[Excerpts from a location annotation dataset]
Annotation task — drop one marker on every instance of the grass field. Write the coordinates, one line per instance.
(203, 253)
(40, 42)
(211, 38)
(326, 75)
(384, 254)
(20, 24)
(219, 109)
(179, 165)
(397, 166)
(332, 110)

→ Challenge
Express every line of the listing above as a JSON list of strings, one string per line, omitting blank lines.

→ Result below
[
  "Annotation task — drop one marker on every instance of the grass field. Write the coordinates, one line per instance.",
  "(203, 253)",
  "(40, 42)",
  "(211, 38)",
  "(326, 75)",
  "(384, 254)",
  "(20, 24)",
  "(219, 109)",
  "(179, 165)",
  "(397, 166)",
  "(332, 110)"
]